**Task item:** The output must reproduce each line of the data word for word.

|---|

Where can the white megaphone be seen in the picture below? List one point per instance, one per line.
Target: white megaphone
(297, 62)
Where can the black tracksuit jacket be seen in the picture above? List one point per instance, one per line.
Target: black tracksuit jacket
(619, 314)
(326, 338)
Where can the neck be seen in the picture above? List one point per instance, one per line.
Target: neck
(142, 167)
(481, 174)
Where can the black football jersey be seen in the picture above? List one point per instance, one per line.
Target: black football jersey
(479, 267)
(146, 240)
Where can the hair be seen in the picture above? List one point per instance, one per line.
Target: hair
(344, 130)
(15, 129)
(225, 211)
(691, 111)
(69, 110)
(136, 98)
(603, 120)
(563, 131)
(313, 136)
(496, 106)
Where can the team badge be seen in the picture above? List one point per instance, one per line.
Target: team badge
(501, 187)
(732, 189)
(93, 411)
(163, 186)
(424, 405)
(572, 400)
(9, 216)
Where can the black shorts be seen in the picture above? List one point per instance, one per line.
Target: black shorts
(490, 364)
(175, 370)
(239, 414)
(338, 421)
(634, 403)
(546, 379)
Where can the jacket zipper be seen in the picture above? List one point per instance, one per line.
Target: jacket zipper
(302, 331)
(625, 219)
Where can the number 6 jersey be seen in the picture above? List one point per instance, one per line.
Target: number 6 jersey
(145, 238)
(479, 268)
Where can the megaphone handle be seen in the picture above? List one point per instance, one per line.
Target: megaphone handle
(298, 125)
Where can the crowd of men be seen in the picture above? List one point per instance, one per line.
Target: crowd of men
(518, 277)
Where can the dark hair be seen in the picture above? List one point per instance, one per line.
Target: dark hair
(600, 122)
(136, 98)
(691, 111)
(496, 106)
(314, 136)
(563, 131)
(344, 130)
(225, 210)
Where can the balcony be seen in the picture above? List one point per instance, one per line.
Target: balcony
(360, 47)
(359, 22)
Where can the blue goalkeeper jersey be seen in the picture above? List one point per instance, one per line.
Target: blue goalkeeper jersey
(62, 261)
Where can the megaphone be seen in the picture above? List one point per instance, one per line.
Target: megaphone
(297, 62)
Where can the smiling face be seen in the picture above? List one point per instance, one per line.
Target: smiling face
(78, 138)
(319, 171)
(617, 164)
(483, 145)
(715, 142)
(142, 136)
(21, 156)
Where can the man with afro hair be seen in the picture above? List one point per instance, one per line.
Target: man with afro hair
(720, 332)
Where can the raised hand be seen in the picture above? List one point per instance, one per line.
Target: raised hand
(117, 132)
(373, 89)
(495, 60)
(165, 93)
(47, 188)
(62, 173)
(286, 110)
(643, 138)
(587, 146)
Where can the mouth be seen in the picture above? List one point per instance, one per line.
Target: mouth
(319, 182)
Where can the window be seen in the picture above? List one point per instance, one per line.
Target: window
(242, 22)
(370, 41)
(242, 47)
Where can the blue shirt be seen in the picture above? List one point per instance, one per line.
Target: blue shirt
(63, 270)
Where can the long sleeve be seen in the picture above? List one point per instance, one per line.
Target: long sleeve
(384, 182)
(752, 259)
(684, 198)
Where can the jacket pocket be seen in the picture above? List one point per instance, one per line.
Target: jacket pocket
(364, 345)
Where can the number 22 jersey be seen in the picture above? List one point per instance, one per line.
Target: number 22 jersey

|---|

**Response to this task:**
Where can the white megaphone be seen in the picture below? List one point per instance, one per line.
Target: white megaphone
(297, 62)
Where can the black tracksuit jacket be seen in the picture above? List one point per instance, one per line.
Target: black tracksuit jacket
(619, 314)
(326, 338)
Where can the neck be seen in the picture above? List one point per instance, one per line.
Target: neck
(142, 167)
(481, 174)
Where can the black football jersey be seen in the picture above? List one point per instance, one per line.
Target: black football jersey
(479, 267)
(146, 240)
Where can the hair be seen in the picture above? List one point per instance, one per line.
Target: hair
(344, 130)
(15, 129)
(225, 211)
(691, 111)
(69, 110)
(136, 98)
(603, 120)
(563, 131)
(313, 136)
(496, 106)
Where can the team badge be seen in the picture above? List one point per instance, one per line.
Target: team badge
(501, 187)
(732, 189)
(93, 411)
(163, 186)
(424, 405)
(572, 400)
(9, 216)
Where can the black shorts be seen in the picture above? List one point per instance, one per line.
Target: black shorts
(490, 364)
(175, 370)
(239, 414)
(338, 421)
(634, 403)
(546, 379)
Where can the jacket zipper be seen in the picture above? List one point per instance, one per line.
Target: jacket zipper
(302, 331)
(625, 219)
Where can the number 6 jersey be seen in the picture above? List one point per instance, one per line.
Target: number 6 jersey
(145, 238)
(479, 268)
Where can the megaphone handle be seen in the picture above? List one point per instance, one per line.
Target: megaphone handle
(298, 125)
Where can the crowd of men be seen in the picture above? List one point per instance, one per line.
Target: crowd of men
(518, 277)
Where can the dark hair be seen in the picture above? List one point per instance, one per line.
Target: dark hair
(600, 122)
(136, 98)
(691, 111)
(496, 106)
(314, 136)
(563, 131)
(344, 130)
(225, 210)
Where can the balcony be seen in the picture above? List one point per instance, one per line.
Target: balcony
(360, 47)
(359, 22)
Where can the blue goalkeeper jersey be seen in the picture above? List one point per instance, one per line.
Target: blue goalkeeper jersey
(62, 261)
Where can the megaphone be seen in the picture above? List one point per instance, one per line.
Target: megaphone
(297, 62)
Where can the smiling face be seen in the picture above? List one point per instance, one per line.
Target: smiling face
(78, 138)
(319, 171)
(617, 164)
(483, 145)
(715, 142)
(142, 136)
(21, 156)
Where can the man with afro hair be seen in the picture above? List one point per instance, one per line.
Target: man with afro hair
(720, 332)
Where can the raised hand be seen in the picture above? List one point per instance, one per line.
Target: raised hand
(117, 132)
(373, 89)
(495, 60)
(165, 93)
(47, 188)
(62, 173)
(286, 110)
(643, 138)
(587, 146)
Where can the mouth be seen in the picture above? List one point per instance, one per line.
Target: mouth
(319, 182)
Where can the window be seen in the picture above? List one point per instance, one per line.
Target: window
(242, 22)
(370, 41)
(242, 47)
Where can the blue shirt be seen in the picture above? List one point per instance, one per line.
Target: blue shirt
(63, 270)
Where can the long sleeve be seen in the picture above? List one point per instance, one per line.
Target: long sleeve
(384, 182)
(752, 259)
(684, 198)
Where can the jacket pocket be seen in the picture above? List one point per instance, one per line.
Target: jacket pocket
(364, 345)
Where can the number 22 jersey be seen in the picture above? List one point per instance, one per line.
Target: number 22 jersey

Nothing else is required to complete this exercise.